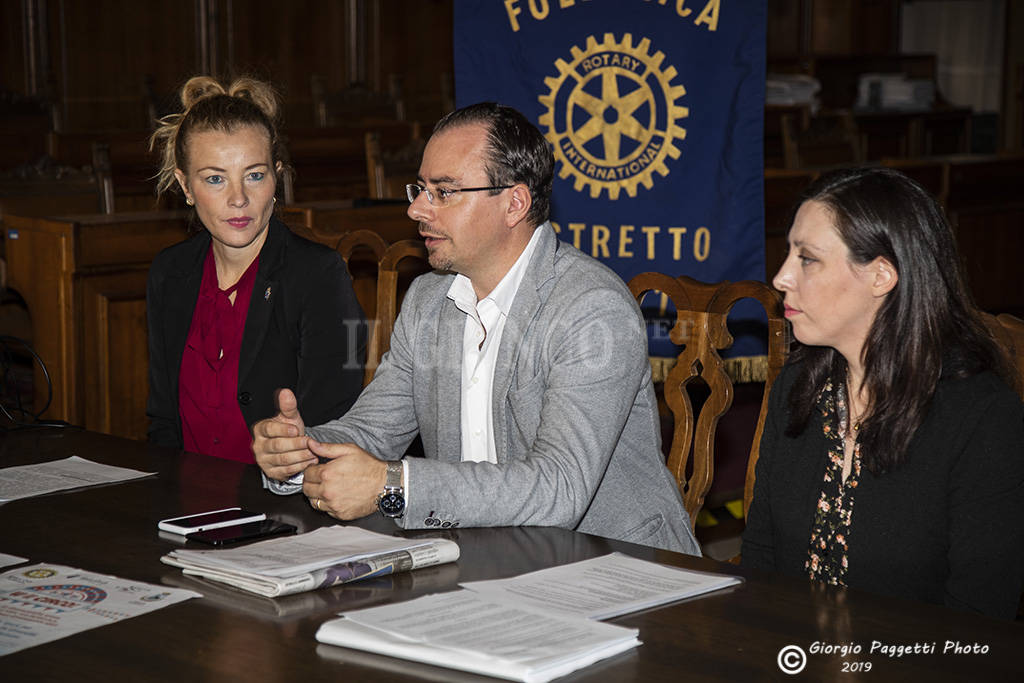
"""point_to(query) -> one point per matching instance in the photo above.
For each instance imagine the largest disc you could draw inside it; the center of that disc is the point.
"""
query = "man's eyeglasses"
(442, 198)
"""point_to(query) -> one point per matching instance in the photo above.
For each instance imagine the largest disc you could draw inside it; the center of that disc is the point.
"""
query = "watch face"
(391, 504)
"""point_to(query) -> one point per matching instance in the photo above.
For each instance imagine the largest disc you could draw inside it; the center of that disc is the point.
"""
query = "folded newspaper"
(308, 561)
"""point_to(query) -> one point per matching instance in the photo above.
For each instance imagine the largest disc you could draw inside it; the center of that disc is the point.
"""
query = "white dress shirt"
(480, 339)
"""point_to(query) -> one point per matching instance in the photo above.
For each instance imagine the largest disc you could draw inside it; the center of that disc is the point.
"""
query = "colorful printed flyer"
(44, 602)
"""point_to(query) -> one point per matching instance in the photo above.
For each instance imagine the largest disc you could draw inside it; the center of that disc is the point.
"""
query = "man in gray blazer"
(520, 361)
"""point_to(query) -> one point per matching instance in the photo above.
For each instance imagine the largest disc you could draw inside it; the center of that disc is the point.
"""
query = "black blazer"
(304, 331)
(945, 527)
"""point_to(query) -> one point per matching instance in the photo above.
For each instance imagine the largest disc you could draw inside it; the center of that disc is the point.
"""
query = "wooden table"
(734, 635)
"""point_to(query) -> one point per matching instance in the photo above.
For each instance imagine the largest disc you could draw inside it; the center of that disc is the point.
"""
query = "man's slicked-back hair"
(516, 152)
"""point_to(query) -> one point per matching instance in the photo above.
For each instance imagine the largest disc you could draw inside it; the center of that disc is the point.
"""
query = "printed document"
(466, 631)
(44, 602)
(603, 587)
(6, 560)
(317, 559)
(73, 472)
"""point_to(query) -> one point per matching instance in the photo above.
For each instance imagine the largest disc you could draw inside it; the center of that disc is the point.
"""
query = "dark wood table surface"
(734, 635)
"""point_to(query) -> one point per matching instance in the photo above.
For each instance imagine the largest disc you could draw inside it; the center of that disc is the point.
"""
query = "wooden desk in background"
(83, 279)
(734, 635)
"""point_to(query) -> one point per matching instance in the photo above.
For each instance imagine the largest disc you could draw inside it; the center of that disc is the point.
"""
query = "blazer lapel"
(265, 293)
(184, 283)
(525, 307)
(448, 398)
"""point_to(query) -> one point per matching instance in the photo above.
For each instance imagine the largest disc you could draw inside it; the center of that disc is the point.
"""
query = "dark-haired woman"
(245, 307)
(893, 454)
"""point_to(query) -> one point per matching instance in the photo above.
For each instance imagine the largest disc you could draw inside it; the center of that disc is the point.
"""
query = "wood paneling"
(83, 279)
(115, 361)
(104, 50)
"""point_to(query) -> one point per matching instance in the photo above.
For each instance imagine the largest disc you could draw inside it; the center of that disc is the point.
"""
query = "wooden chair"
(389, 274)
(700, 326)
(380, 293)
(363, 251)
(388, 171)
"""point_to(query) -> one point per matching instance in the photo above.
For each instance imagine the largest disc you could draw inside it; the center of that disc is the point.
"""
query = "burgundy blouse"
(208, 383)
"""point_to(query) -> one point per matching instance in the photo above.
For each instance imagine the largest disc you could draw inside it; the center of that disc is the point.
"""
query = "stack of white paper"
(324, 557)
(535, 627)
(465, 631)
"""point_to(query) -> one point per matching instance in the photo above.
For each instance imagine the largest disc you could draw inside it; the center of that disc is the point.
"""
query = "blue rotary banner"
(654, 110)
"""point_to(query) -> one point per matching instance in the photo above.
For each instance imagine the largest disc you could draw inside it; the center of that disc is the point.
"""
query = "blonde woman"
(244, 307)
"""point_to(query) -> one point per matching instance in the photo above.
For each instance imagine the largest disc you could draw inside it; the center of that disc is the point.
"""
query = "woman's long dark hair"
(927, 319)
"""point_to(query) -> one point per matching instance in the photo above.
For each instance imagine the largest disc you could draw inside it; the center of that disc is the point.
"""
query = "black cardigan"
(946, 527)
(304, 331)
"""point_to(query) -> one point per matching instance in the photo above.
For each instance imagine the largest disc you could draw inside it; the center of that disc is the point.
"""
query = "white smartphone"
(208, 520)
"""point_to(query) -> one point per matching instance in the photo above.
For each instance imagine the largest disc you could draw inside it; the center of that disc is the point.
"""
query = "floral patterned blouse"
(826, 560)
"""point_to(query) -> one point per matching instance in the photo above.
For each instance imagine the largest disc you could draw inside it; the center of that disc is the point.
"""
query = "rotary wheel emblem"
(611, 116)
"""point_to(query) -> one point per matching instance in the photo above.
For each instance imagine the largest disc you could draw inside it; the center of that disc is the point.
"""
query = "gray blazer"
(574, 416)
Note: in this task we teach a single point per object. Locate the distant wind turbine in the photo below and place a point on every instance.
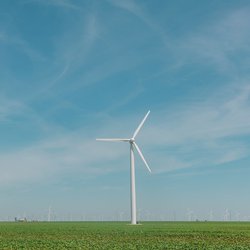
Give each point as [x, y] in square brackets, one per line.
[133, 146]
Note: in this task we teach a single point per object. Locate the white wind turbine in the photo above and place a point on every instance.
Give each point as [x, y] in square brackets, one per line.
[133, 146]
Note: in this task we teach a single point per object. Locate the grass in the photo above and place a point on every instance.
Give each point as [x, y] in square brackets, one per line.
[120, 235]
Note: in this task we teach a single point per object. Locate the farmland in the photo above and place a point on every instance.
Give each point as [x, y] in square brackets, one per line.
[120, 235]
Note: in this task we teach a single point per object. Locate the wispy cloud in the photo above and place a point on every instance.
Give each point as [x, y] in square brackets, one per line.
[56, 3]
[219, 43]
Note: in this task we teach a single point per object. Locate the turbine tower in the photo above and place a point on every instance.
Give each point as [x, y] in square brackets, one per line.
[133, 146]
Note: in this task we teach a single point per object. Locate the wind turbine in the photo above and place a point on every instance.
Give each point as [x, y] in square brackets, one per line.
[133, 146]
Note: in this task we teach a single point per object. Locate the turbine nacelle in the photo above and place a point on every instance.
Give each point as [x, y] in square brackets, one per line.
[133, 147]
[132, 140]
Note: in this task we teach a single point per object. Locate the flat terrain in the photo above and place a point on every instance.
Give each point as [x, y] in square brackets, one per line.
[120, 235]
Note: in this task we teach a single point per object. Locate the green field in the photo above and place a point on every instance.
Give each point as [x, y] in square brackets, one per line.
[120, 235]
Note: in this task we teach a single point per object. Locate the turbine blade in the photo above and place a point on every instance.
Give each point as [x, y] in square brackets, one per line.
[112, 139]
[141, 124]
[142, 157]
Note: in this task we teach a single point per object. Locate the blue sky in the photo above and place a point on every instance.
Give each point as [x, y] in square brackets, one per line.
[72, 71]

****************

WHAT THIS TASK INVOLVES:
From the first line to the last, repeat the listing exactly and skip its images.

SOLUTION:
"""point_to(query) -> one point per matching instance in the photo above.
For each instance imagine the largest disc you could draw inside it; the center of that disc is the point.
"""
query = "man's eyeglasses"
(442, 198)
"""point_to(query) -> one point per matching instance in the photo above.
For each instance imagine the largest disc you could draw inside it; the center of that disc is the point.
"""
query = "watch face"
(391, 504)
"""point_to(query) -> one point per matching instance in the photo above.
For each instance imagine the largest disc you could draw inside it; the center of that disc is the point.
"""
query = "folded newspaper"
(308, 561)
"""point_to(query) -> one point per matching instance in the photo above.
For each instance imagine the largest disc you could draw inside it; the center of that disc is the point.
"""
query = "white dress shirt"
(480, 339)
"""point_to(query) -> one point per matching instance in the photo above.
For each instance imagine the largest disc you could draw inside it; the center of that disc is the point.
"""
query = "colorful printed flyer"
(44, 602)
"""point_to(query) -> one point per matching instance in the photo above.
For each instance imagine the largest disc you could draw inside it; the center of that disc is the point.
"""
query = "man in gray blazer"
(520, 361)
"""point_to(query) -> one point per matching instance in the photo above.
For each instance imagine the largest disc you could draw inside it; the center of that disc is the point.
"""
query = "black blazer"
(304, 331)
(945, 527)
"""point_to(query) -> one point per matching instance in the photo above.
For each instance imagine the largest disc you could draw inside it; the center of that disc is the point.
"""
query = "wooden table"
(734, 635)
"""point_to(query) -> one point per matching instance in the photo above.
For each instance imagine the largest disc you could draw inside it; the center of that disc is the point.
"""
query = "man's slicked-back hair"
(516, 152)
"""point_to(query) -> one point per matching instance in the photo above.
For each instance imagine the largest disc you could draw inside it; the center of that disc is the point.
"""
query = "printed document"
(466, 631)
(44, 602)
(603, 587)
(6, 560)
(317, 559)
(73, 472)
"""point_to(query) -> one point per matching instance in the photo above.
For each instance imagine the largest disc you could draw inside it; the center of that disc is the point.
"""
query = "dark wood table surface"
(734, 635)
"""point_to(query) -> one point per matching instance in the photo above.
For each instance imagine the largest disc you could draw inside it; the center of that disc is the point.
"""
query = "wooden desk in background"
(83, 279)
(734, 635)
"""point_to(query) -> one point per matching instance in the photo above.
For each instance imagine the largest disc you could draw inside it; the center of that disc is the point.
"""
query = "blazer lapel"
(265, 293)
(184, 283)
(525, 307)
(448, 398)
"""point_to(query) -> one point per matching instance in the photo above.
For each instance imagine the largest disc you could draw inside it; the center of that disc is the point.
"""
query = "dark-haired woman"
(245, 307)
(893, 454)
"""point_to(query) -> one point per matching instance in the photo above.
For each instance imagine the largest disc you could draw inside it; the center of that disc is the point.
"""
query = "wood paneling"
(83, 279)
(115, 361)
(104, 50)
"""point_to(query) -> one point per matching instance in the photo above.
For each instance imagine the largest disc you could draw inside it; the center of that disc is the point.
"""
query = "wooden chair"
(389, 274)
(700, 326)
(380, 293)
(363, 251)
(388, 171)
"""point_to(query) -> one point per matching instance in the photo above.
For each instance imagine the largest disc you could draw inside it; the center of that disc is the point.
"""
query = "burgundy blouse"
(208, 383)
"""point_to(query) -> one point per matching instance in the photo above.
For each instance imagine the largest disc you could draw inside it; the center of that disc is the point.
"""
query = "stack of white paper"
(324, 557)
(535, 627)
(465, 631)
"""point_to(query) -> one point per matching instance in the photo above.
For each instance imagine the largest disc you could draw inside it; the center of that disc is the point.
"""
query = "blue rotary banner"
(654, 110)
"""point_to(query) -> one point per matching instance in the photo above.
For each instance imagine the largest disc you could draw inside it; the center of that disc is the point.
"""
query = "blonde woman"
(244, 307)
"""point_to(query) -> one point per matching instance in the photo above.
For each instance imagine the largest disc you could draw inside it; the center of that disc is the point.
"""
query = "woman's long dark hair"
(927, 319)
"""point_to(query) -> one point per matching instance in the photo above.
For each instance imagine the largest disc you could draw inside it; the center of that disc is the point.
"""
query = "black cardigan"
(946, 527)
(304, 331)
"""point_to(query) -> one point per matching instance in the photo above.
For each instance imagine the largest disc you could draw inside it; the center of that disc is the point.
"""
query = "white smartphone"
(208, 520)
"""point_to(query) -> one point per matching instance in the photo above.
For each instance imagine the largest disc you could draw inside it; the center of that disc is the point.
"""
query = "floral patterned blouse"
(826, 560)
"""point_to(query) -> one point per matching instance in the photo above.
For each instance imagine the largest disc you could draw inside it; the center of that disc is the point.
"""
query = "rotary wheel emblem"
(611, 116)
"""point_to(query) -> one point per matching instance in the photo above.
For each instance imagine the largest disc you could draw inside it; the center of that disc is the point.
"""
query = "gray blazer"
(574, 416)
Note: in this task we teach a single point per object. Locate the distant wind turbine in the photo below and place a point on every instance.
Give each point as [x, y] in square brackets, one per line.
[133, 146]
Note: in this task we teach a single point per object. Locate the white wind turbine in the photo above and place a point on every instance.
Give each point as [x, y] in square brackets, one per line.
[133, 146]
Note: in this task we teach a single point per object. Locate the grass in the photo above and place a point on every instance.
Give each point as [x, y] in square brackets, one per line.
[120, 235]
Note: in this task we teach a single point per object. Locate the farmland in the photo above and place a point on every instance.
Give each point as [x, y] in square brackets, one per line.
[120, 235]
Note: in this task we teach a single point per object. Locate the wispy cloud in the photo above and place a point on every instance.
Give each point as [x, y] in square brackets, one per line.
[56, 3]
[219, 43]
Note: in this task we teach a single point per object. Locate the turbine tower in the photo above and place a point on every instance.
Give each point as [x, y] in square brackets, one per line.
[133, 146]
Note: in this task we teach a single point per object. Locate the wind turbine in the photo above and place a point on every instance.
Give each point as [x, y] in square brackets, one per line.
[133, 146]
Note: in this task we teach a single point per object. Locate the turbine nacelle in the photo above and place a point on every instance.
Give each point as [x, y] in square brackets, one per line.
[133, 147]
[132, 140]
Note: in this task we teach a single point per object. Locate the flat terrain in the photo above and place a point on every instance.
Give each point as [x, y] in square brackets, one per line.
[120, 235]
Note: in this task we teach a single point per object. Locate the green field in the photo above and place a point on every instance.
Give each point as [x, y] in square brackets, one per line.
[120, 235]
Note: in this task we teach a single point per object. Locate the turbine blade in the photo above and place a point on every instance.
Give each point as [x, y] in square brackets, one per line.
[112, 139]
[141, 124]
[142, 157]
Note: in this task we teach a single point per object. Locate the blue sky in the photo above and place a point on every instance.
Give each point as [x, y] in square brackets, one per line.
[72, 71]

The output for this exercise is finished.